Provided data

####

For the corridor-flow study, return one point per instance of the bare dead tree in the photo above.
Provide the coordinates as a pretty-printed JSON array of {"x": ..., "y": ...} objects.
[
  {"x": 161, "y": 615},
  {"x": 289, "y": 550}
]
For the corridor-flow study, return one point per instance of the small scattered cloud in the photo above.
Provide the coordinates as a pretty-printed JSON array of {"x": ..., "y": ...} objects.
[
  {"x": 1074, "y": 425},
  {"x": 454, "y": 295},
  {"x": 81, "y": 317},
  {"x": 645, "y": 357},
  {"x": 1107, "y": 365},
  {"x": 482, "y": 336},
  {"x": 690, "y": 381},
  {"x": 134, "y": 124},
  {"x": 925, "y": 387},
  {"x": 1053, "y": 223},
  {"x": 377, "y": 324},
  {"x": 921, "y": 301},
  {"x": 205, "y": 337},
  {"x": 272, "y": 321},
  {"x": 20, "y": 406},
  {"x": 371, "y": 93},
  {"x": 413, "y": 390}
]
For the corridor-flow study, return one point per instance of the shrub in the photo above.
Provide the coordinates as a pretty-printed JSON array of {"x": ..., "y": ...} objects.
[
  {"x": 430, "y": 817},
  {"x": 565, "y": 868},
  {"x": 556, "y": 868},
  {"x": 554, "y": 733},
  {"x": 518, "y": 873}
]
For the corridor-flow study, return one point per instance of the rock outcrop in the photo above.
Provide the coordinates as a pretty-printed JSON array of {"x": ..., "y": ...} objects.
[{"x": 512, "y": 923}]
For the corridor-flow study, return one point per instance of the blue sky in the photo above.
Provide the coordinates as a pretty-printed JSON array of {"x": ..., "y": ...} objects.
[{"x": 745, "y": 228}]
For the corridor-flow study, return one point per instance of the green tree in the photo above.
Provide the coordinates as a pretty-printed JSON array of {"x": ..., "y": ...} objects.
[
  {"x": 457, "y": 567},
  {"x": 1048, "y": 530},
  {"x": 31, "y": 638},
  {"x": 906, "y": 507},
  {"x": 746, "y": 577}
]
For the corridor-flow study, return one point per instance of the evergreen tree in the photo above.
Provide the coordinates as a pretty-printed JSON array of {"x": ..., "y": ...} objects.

####

List the lines from the one containing "shrub in the photo above." through the end of the rows as a numbered list. Skip any blank lines.

1. For the corridor-flow study, return one point per instance of the shrub in the photo above.
2. Provide the coordinates as a pretty-printed JSON array of {"x": ..., "y": ...} objects.
3. [
4.   {"x": 430, "y": 817},
5.   {"x": 565, "y": 868},
6.   {"x": 556, "y": 868},
7.   {"x": 554, "y": 733},
8.   {"x": 518, "y": 873}
9. ]
10. For the corridor-flow study, return one point per instance of the rock outcrop in the photo above.
11. Provide the coordinates as a pretty-printed JSON array of {"x": ..., "y": ...} objects.
12. [{"x": 512, "y": 923}]
13. For the corridor-flow study, return one point per instance of the blue sky in the photo above.
14. Provide the coordinates as a pretty-printed JSON array of {"x": ..., "y": ...} objects.
15. [{"x": 745, "y": 228}]
16. For the corridor-flow study, return one point per instance of the green tree in the photo above.
17. Provide the coordinates as a pretty-printed JSON array of {"x": ..., "y": ...} objects.
18. [
19.   {"x": 457, "y": 567},
20.   {"x": 1048, "y": 530},
21.   {"x": 31, "y": 638},
22.   {"x": 906, "y": 507},
23.   {"x": 746, "y": 577}
24. ]
25. For the corridor-flow study, return one point per instance of the evergreen tree in the photo above.
26. Provide the coordinates as a pretty-printed JSON array of {"x": ..., "y": ...} objects.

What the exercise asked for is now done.